##### Listed entries

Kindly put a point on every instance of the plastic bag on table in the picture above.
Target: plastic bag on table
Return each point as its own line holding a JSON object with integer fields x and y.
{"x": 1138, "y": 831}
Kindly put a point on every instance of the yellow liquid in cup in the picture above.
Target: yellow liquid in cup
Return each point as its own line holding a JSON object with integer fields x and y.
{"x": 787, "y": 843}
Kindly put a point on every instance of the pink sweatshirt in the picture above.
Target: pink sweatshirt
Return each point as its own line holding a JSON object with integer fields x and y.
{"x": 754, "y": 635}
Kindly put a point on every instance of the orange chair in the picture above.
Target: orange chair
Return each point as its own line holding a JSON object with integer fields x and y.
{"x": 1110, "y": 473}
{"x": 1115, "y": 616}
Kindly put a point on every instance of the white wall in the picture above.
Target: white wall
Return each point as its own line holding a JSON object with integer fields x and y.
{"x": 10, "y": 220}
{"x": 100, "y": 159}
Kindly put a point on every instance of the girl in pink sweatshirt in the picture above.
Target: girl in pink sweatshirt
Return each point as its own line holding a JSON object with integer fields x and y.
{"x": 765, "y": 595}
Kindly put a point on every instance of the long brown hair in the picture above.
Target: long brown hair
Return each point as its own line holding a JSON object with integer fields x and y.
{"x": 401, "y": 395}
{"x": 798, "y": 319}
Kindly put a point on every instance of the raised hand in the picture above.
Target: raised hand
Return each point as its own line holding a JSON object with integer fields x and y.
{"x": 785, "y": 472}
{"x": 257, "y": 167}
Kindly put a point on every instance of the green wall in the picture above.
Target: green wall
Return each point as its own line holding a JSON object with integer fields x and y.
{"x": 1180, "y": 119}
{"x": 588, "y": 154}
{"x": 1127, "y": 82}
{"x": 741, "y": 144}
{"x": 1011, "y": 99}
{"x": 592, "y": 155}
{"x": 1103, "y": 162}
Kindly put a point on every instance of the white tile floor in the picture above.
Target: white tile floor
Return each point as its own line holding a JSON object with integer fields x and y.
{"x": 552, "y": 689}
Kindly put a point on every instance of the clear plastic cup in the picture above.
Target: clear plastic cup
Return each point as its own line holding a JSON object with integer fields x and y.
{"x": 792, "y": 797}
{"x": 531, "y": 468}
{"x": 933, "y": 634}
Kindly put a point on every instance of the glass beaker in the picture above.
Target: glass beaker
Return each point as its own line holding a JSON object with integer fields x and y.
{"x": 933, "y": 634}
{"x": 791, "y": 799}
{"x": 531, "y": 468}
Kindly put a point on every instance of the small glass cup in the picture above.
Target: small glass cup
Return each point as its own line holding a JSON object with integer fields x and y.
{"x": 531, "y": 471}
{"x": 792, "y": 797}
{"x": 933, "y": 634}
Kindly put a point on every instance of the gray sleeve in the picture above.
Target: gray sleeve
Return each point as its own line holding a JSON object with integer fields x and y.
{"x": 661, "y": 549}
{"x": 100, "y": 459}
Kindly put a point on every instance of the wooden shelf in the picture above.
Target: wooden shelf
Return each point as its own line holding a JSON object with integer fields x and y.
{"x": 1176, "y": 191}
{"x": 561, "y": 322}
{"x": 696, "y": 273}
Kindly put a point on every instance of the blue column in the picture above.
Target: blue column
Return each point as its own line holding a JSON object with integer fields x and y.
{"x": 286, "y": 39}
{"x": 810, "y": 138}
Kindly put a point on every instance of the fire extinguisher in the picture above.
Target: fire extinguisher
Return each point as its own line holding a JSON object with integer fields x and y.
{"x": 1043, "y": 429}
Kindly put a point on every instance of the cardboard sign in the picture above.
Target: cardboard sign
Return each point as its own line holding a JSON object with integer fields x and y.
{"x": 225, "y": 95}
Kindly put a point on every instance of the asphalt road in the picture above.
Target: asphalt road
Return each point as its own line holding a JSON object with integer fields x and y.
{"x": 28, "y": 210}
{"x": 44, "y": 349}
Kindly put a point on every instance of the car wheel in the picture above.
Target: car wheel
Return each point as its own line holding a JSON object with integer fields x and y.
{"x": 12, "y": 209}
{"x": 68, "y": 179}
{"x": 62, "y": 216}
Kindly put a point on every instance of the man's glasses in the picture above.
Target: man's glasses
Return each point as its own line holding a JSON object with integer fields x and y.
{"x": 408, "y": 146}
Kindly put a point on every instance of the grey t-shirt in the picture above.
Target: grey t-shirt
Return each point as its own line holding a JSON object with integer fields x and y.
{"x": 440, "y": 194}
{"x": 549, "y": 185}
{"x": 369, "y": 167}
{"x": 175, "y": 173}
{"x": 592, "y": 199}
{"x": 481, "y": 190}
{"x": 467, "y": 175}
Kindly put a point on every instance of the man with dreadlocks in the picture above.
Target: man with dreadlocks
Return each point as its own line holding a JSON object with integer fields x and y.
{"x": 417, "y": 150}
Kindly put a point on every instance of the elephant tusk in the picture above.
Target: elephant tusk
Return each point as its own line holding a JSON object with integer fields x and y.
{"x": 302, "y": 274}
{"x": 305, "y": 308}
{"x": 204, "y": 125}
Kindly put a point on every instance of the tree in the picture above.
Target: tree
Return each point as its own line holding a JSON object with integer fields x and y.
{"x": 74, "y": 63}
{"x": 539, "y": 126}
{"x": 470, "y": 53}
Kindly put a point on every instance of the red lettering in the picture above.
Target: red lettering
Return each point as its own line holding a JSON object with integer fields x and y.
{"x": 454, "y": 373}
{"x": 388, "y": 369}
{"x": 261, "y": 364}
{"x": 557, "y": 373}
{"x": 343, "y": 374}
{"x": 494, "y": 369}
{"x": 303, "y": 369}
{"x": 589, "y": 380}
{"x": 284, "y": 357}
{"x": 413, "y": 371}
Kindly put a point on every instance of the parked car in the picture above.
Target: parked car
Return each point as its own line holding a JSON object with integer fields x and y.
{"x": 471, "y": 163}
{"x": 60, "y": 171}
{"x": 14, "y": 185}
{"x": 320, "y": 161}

##########

◆ Exercise brief:
Can you recast the whole listing above as a numbered list with one line per entry and all blank lines left out?

◆ Task solution:
1. Kindly put a point on every instance of the plastic bag on table in the picture above.
2. Target: plastic bag on table
3. Return each point as its own line holding a JSON object with integer fields x and y.
4. {"x": 1138, "y": 831}
5. Kindly put a point on every instance of the yellow liquid in cup in the picture above.
6. Target: yellow liquid in cup
7. Return each point as its own line holding a JSON object with integer fields x and y.
8. {"x": 787, "y": 843}
9. Kindly put a point on every instance of the pink sweatshirt in the picture above.
10. Target: pink sweatshirt
11. Return each point as its own line holding a JSON object with integer fields x and y.
12. {"x": 754, "y": 635}
13. Kindly put a point on every instance of the orange chair in the picture above.
14. Target: orange chair
15. Return each point as its own line holding a JSON object with integer fields x and y.
16. {"x": 1110, "y": 473}
17. {"x": 1115, "y": 616}
18. Kindly put a point on every instance of the white wall in the picture above.
19. Target: white wall
20. Return each point as its own line holding a JSON object with integer fields x and y.
21. {"x": 10, "y": 220}
22. {"x": 100, "y": 159}
23. Kindly put a point on every instance of the girl in pink sweatshirt in the picture above.
24. Target: girl in pink sweatshirt
25. Return each point as its own line holding a JSON object with integer fields x and y.
26. {"x": 765, "y": 595}
27. Kindly put a point on every instance of the long brown hair in the picture above.
28. Target: long brown hair
29. Return each point as its own line holding a JSON object with integer fields x and y.
30. {"x": 401, "y": 395}
31. {"x": 798, "y": 319}
32. Kindly put a point on every instance of the raised hand in the picture above.
33. Target: raised hand
34. Return each point as its own line holding a JSON object with integer fields x and y.
35. {"x": 785, "y": 472}
36. {"x": 257, "y": 167}
37. Kindly put a point on every instance of the green wall in the picture above.
38. Target: green wall
39. Return each point as its own line holding a JSON object with integer fields x and y.
40. {"x": 1180, "y": 119}
41. {"x": 588, "y": 154}
42. {"x": 1127, "y": 82}
43. {"x": 741, "y": 144}
44. {"x": 1011, "y": 99}
45. {"x": 592, "y": 155}
46. {"x": 1103, "y": 162}
47. Kindly put a point on every instance of the white tile floor in the picture above.
48. Target: white tile floor
49. Return each point as its own line holding a JSON object with integer fields x and y.
50. {"x": 552, "y": 689}
51. Kindly put a point on every instance of the clear plastic cup in the picture above.
52. Target: clear plastic cup
53. Return each point as its own line holding a JSON object with integer fields x and y.
54. {"x": 792, "y": 797}
55. {"x": 531, "y": 468}
56. {"x": 933, "y": 634}
57. Kindly put a point on every instance of the glass beaker in the picture above.
58. Target: glass beaker
59. Return each point as its own line holding a JSON object with integer fields x and y.
60. {"x": 933, "y": 634}
61. {"x": 791, "y": 799}
62. {"x": 531, "y": 468}
63. Kindly put a point on every instance of the small glass cup in the picture above.
64. Target: small glass cup
65. Return each point as its own line holding a JSON object with integer fields x and y.
66. {"x": 531, "y": 471}
67. {"x": 792, "y": 797}
68. {"x": 933, "y": 634}
69. Kindly put a point on every instance of the gray sleeve in the picture above.
70. Target: gray sleeve
71. Return each point as its own line holding a JSON object with integer fields x and y.
72. {"x": 661, "y": 549}
73. {"x": 100, "y": 459}
74. Kindly put a point on every instance of the wooden shelf in the picture above.
75. Target: wooden shelf
76. Return each point as its own line holding a JSON object with integer fields x and y.
77. {"x": 1176, "y": 191}
78. {"x": 561, "y": 322}
79. {"x": 696, "y": 273}
80. Kindly put a point on every instance of the blue column in the picture above.
81. Target: blue column
82. Return each point as its own line holding a JSON object with integer fields x and y.
83. {"x": 286, "y": 39}
84. {"x": 810, "y": 138}
85. Kindly put a point on every instance of the fire extinguisher in the picture above.
86. Target: fire extinguisher
87. Return each point as its own line holding a JSON object with integer fields x and y.
88. {"x": 1043, "y": 429}
89. Kindly put a point on every instance of the cardboard sign in the picture above.
90. Target: cardboard sign
91. Return each point as its own line holding a JSON object with integer fields x and y.
92. {"x": 225, "y": 95}
93. Kindly put a point on every instance of the asphalt road in the picture above.
94. Target: asphalt road
95. Return each point as its own line holding a JSON object with integer fields x and y.
96. {"x": 28, "y": 210}
97. {"x": 44, "y": 349}
98. Kindly put a point on every instance of the car wheel in the picture above.
99. Target: car wheel
100. Return each point as its own line holding a JSON object with integer fields x and y.
101. {"x": 12, "y": 209}
102. {"x": 68, "y": 179}
103. {"x": 62, "y": 216}
104. Kindly put a point on every instance of the man's glasses in the picture above.
105. Target: man's glasses
106. Return each point as its own line holding a JSON object with integer fields x and y.
107. {"x": 408, "y": 146}
108. Kindly put a point on every instance of the grey t-shirt in the picture above.
109. Target: grey t-shirt
110. Return each point as its own line holding a JSON object with integer fields x and y.
111. {"x": 440, "y": 194}
112. {"x": 549, "y": 185}
113. {"x": 369, "y": 167}
114. {"x": 175, "y": 173}
115. {"x": 592, "y": 199}
116. {"x": 481, "y": 190}
117. {"x": 467, "y": 175}
118. Kindly put a point on every instance of the man with dreadlocks in the picture above.
119. Target: man with dreadlocks
120. Return each point as its own line holding a JSON object with integer fields x and y.
121. {"x": 417, "y": 150}
122. Kindly put a point on every instance of the elephant tusk in the picture above.
123. Target: elephant tusk
124. Return each point as its own line holding a JSON object with integer fields x and y.
125. {"x": 302, "y": 274}
126. {"x": 305, "y": 308}
127. {"x": 204, "y": 125}
128. Kindly put a point on every instance of the tree in the picture above.
129. Target: tree
130. Return each point as its own line holding a JSON object with integer fields x and y.
131. {"x": 74, "y": 63}
132. {"x": 539, "y": 126}
133. {"x": 470, "y": 53}
134. Kindly put a point on every instance of the red lettering in the picture above.
135. Target: red lettering
136. Return each point as its own line holding a JSON object with integer fields x and y.
137. {"x": 454, "y": 373}
138. {"x": 388, "y": 369}
139. {"x": 261, "y": 364}
140. {"x": 557, "y": 373}
141. {"x": 343, "y": 374}
142. {"x": 494, "y": 369}
143. {"x": 303, "y": 369}
144. {"x": 589, "y": 380}
145. {"x": 284, "y": 357}
146. {"x": 413, "y": 371}
147. Kindly put a point on every instance of the parked car in the picture above.
148. Target: parked car
149. Return each point as its own line holding a JSON object with integer fields x and y.
150. {"x": 471, "y": 163}
151. {"x": 60, "y": 171}
152. {"x": 14, "y": 185}
153. {"x": 320, "y": 161}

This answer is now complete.